What to do ▸ Return every line of the records below that contains the word "woman", matching case exactly.

(Dataset records)
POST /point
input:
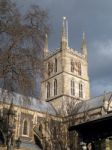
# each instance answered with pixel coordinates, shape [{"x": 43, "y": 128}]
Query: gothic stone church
[{"x": 65, "y": 82}]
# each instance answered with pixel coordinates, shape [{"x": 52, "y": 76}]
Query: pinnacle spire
[
  {"x": 64, "y": 34},
  {"x": 84, "y": 46},
  {"x": 46, "y": 45}
]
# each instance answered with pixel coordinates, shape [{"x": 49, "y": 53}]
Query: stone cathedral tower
[{"x": 66, "y": 72}]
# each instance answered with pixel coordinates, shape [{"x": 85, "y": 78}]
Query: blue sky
[{"x": 95, "y": 19}]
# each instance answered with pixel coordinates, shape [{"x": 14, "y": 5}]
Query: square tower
[{"x": 66, "y": 72}]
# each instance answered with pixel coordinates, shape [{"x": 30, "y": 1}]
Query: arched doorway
[{"x": 2, "y": 140}]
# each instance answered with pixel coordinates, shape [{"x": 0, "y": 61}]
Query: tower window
[
  {"x": 72, "y": 87},
  {"x": 72, "y": 66},
  {"x": 55, "y": 65},
  {"x": 55, "y": 87},
  {"x": 48, "y": 90},
  {"x": 79, "y": 69},
  {"x": 25, "y": 127},
  {"x": 80, "y": 90}
]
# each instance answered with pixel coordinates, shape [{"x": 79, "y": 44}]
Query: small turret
[
  {"x": 46, "y": 45},
  {"x": 84, "y": 46},
  {"x": 64, "y": 34}
]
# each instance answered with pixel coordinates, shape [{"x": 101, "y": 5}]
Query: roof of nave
[
  {"x": 28, "y": 103},
  {"x": 95, "y": 102}
]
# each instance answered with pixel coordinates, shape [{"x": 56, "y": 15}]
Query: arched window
[
  {"x": 80, "y": 90},
  {"x": 55, "y": 65},
  {"x": 72, "y": 87},
  {"x": 25, "y": 127},
  {"x": 72, "y": 65},
  {"x": 79, "y": 69},
  {"x": 55, "y": 87},
  {"x": 48, "y": 90}
]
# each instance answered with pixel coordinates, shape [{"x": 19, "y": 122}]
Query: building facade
[
  {"x": 66, "y": 72},
  {"x": 41, "y": 124}
]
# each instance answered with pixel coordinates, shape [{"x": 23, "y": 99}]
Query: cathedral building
[
  {"x": 66, "y": 72},
  {"x": 40, "y": 123}
]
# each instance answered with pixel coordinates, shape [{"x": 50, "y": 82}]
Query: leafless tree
[{"x": 21, "y": 44}]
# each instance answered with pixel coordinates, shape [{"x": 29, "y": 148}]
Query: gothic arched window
[
  {"x": 79, "y": 69},
  {"x": 55, "y": 65},
  {"x": 72, "y": 87},
  {"x": 55, "y": 87},
  {"x": 49, "y": 72},
  {"x": 48, "y": 90},
  {"x": 72, "y": 66},
  {"x": 25, "y": 127},
  {"x": 80, "y": 90}
]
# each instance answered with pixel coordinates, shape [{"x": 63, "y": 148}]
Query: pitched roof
[{"x": 95, "y": 102}]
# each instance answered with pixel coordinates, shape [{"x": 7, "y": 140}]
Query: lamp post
[
  {"x": 18, "y": 142},
  {"x": 83, "y": 145},
  {"x": 11, "y": 127}
]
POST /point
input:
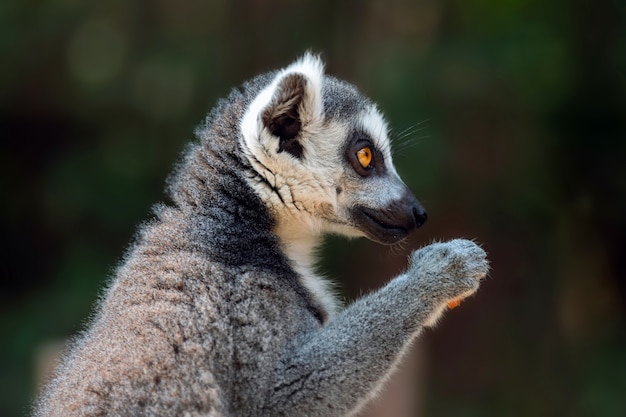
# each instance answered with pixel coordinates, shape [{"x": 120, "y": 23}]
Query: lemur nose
[{"x": 420, "y": 215}]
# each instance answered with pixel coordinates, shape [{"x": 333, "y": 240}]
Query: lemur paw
[{"x": 450, "y": 270}]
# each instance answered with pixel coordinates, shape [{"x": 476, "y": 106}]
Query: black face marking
[{"x": 393, "y": 223}]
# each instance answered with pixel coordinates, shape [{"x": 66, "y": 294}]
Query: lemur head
[{"x": 321, "y": 159}]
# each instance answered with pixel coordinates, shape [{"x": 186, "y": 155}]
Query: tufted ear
[
  {"x": 282, "y": 116},
  {"x": 290, "y": 104}
]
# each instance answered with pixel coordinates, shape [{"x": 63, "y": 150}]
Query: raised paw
[{"x": 450, "y": 270}]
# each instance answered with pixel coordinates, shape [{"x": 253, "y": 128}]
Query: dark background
[{"x": 510, "y": 126}]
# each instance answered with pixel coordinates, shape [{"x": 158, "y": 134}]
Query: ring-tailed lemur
[{"x": 217, "y": 310}]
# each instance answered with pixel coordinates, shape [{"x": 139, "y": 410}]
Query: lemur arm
[{"x": 337, "y": 366}]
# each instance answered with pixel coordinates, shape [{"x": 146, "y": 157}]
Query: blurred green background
[{"x": 510, "y": 126}]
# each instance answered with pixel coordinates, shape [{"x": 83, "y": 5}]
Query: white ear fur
[{"x": 311, "y": 69}]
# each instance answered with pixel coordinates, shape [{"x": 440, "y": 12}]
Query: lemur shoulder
[{"x": 217, "y": 309}]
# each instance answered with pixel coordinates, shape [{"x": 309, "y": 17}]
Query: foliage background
[{"x": 516, "y": 118}]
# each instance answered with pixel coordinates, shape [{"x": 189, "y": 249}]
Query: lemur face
[{"x": 321, "y": 159}]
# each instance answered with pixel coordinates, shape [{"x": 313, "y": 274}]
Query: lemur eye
[{"x": 364, "y": 155}]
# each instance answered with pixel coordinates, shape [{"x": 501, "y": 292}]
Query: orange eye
[{"x": 364, "y": 155}]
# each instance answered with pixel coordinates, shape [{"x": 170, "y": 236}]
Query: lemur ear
[
  {"x": 283, "y": 115},
  {"x": 289, "y": 105}
]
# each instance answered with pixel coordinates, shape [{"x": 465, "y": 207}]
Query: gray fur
[{"x": 209, "y": 315}]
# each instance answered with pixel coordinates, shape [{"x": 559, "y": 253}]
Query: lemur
[{"x": 217, "y": 309}]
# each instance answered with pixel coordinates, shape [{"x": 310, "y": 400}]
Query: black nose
[{"x": 419, "y": 214}]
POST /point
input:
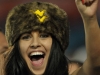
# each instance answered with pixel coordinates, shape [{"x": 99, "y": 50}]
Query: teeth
[{"x": 36, "y": 53}]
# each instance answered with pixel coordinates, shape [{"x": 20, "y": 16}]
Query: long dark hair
[
  {"x": 15, "y": 64},
  {"x": 57, "y": 63}
]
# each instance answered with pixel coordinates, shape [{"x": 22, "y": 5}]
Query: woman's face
[{"x": 35, "y": 48}]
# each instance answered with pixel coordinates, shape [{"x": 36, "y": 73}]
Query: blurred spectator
[{"x": 3, "y": 48}]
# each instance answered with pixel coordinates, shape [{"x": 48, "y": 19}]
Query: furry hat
[{"x": 40, "y": 16}]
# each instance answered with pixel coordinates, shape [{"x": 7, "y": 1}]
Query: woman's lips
[{"x": 37, "y": 58}]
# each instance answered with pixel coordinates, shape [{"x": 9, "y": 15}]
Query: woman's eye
[
  {"x": 44, "y": 35},
  {"x": 26, "y": 37}
]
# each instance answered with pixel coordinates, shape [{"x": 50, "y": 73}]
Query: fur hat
[{"x": 40, "y": 16}]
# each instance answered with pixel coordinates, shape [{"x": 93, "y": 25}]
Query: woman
[
  {"x": 32, "y": 29},
  {"x": 38, "y": 35}
]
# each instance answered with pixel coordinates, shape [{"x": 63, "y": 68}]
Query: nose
[{"x": 35, "y": 43}]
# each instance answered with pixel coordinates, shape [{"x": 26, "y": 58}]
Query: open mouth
[{"x": 37, "y": 58}]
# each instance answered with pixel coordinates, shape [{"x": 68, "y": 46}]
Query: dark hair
[
  {"x": 57, "y": 63},
  {"x": 15, "y": 64}
]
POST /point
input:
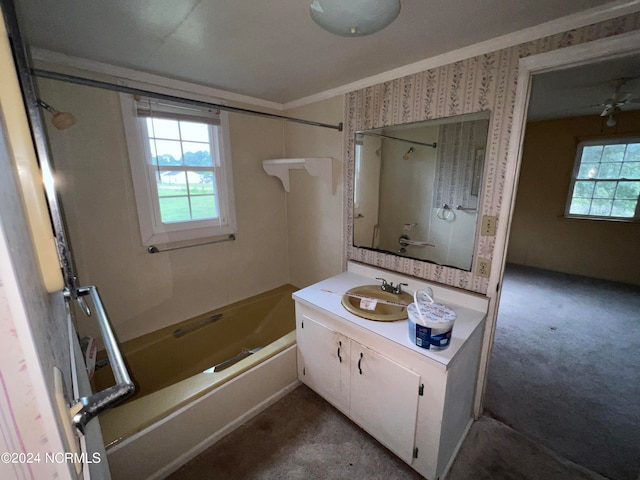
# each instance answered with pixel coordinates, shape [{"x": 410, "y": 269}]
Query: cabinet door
[
  {"x": 323, "y": 361},
  {"x": 384, "y": 399}
]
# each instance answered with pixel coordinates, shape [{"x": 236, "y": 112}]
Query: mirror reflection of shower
[{"x": 60, "y": 120}]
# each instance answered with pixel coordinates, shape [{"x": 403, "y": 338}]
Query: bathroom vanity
[{"x": 416, "y": 402}]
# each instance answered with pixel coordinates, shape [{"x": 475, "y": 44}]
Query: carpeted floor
[
  {"x": 565, "y": 367},
  {"x": 304, "y": 437}
]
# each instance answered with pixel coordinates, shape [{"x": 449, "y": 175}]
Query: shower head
[
  {"x": 408, "y": 154},
  {"x": 60, "y": 120}
]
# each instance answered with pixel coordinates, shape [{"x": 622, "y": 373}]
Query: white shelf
[{"x": 316, "y": 166}]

Result for this task ▸
Query: woman's face
Query: woman's lips
Query: woman's eye
Query: woman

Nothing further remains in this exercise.